RECORDS PROVIDED
= = =
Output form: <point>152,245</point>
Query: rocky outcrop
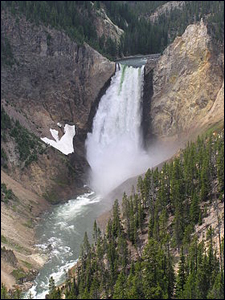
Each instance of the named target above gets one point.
<point>105,27</point>
<point>187,84</point>
<point>52,80</point>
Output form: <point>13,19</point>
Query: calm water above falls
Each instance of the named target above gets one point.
<point>115,153</point>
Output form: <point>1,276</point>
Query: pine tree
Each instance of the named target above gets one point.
<point>181,277</point>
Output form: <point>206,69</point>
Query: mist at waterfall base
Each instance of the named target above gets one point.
<point>115,149</point>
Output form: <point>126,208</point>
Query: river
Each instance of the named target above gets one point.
<point>60,234</point>
<point>115,153</point>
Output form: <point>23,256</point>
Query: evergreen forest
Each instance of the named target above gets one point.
<point>140,35</point>
<point>150,249</point>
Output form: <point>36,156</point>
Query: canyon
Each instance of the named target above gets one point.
<point>55,80</point>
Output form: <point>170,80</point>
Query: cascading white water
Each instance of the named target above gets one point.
<point>114,148</point>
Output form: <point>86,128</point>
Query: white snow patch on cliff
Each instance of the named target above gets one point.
<point>65,144</point>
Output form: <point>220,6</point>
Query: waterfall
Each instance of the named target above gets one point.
<point>114,148</point>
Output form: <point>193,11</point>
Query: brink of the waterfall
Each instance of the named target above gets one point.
<point>115,148</point>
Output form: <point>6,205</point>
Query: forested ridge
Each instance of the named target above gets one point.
<point>140,35</point>
<point>136,257</point>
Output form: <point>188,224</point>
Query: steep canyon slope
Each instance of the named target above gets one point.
<point>51,80</point>
<point>188,86</point>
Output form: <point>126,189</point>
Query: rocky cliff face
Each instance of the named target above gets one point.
<point>52,80</point>
<point>105,27</point>
<point>187,84</point>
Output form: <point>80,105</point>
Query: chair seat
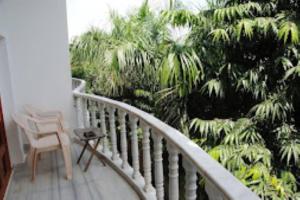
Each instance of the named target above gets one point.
<point>52,141</point>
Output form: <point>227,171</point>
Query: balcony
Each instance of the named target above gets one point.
<point>146,159</point>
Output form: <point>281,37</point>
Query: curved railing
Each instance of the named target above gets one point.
<point>99,111</point>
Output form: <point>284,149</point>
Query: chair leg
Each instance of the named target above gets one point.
<point>68,161</point>
<point>30,157</point>
<point>34,163</point>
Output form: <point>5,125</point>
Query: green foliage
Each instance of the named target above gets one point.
<point>288,30</point>
<point>229,80</point>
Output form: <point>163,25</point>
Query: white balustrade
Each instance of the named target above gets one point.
<point>86,116</point>
<point>173,173</point>
<point>190,180</point>
<point>134,147</point>
<point>103,127</point>
<point>158,166</point>
<point>147,157</point>
<point>113,135</point>
<point>93,114</point>
<point>219,183</point>
<point>124,153</point>
<point>79,111</point>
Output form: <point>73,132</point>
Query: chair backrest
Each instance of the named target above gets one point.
<point>26,125</point>
<point>32,111</point>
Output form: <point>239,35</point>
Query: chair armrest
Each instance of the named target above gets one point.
<point>47,114</point>
<point>49,121</point>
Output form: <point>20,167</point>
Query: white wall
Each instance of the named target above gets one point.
<point>37,47</point>
<point>16,154</point>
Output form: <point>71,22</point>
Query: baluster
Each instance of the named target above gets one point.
<point>190,180</point>
<point>122,121</point>
<point>86,116</point>
<point>147,158</point>
<point>93,115</point>
<point>79,112</point>
<point>113,135</point>
<point>134,147</point>
<point>158,166</point>
<point>173,173</point>
<point>103,126</point>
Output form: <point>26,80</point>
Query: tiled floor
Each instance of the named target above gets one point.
<point>99,182</point>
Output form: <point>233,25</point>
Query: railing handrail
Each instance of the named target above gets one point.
<point>210,169</point>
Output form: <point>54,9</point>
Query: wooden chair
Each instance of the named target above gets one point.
<point>50,142</point>
<point>44,115</point>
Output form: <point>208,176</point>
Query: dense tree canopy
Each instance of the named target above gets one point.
<point>228,77</point>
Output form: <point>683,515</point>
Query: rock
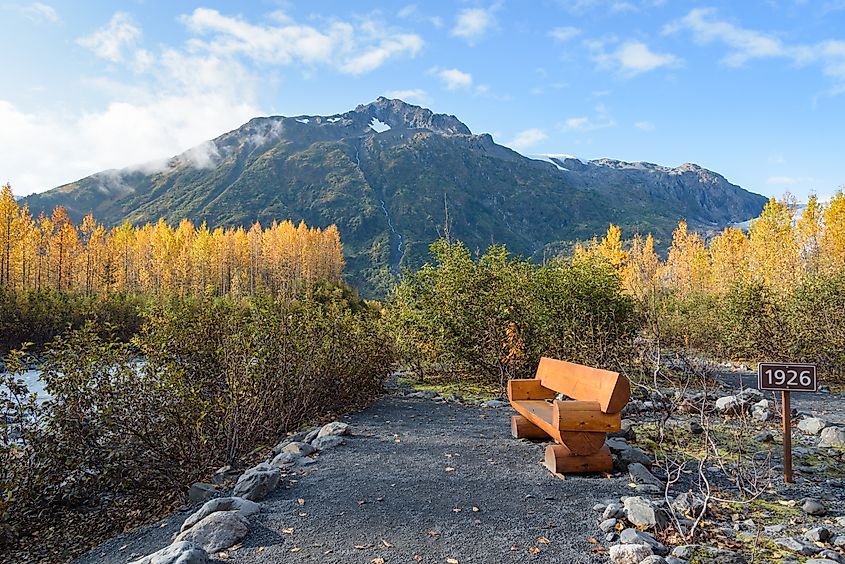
= = =
SHORT TASK
Collect each line of the records that contains the word "waterfall".

SOLUTION TO THIS EXERCISE
Query: mist at waterfall base
Query: waterfall
Query: brink of the waterfall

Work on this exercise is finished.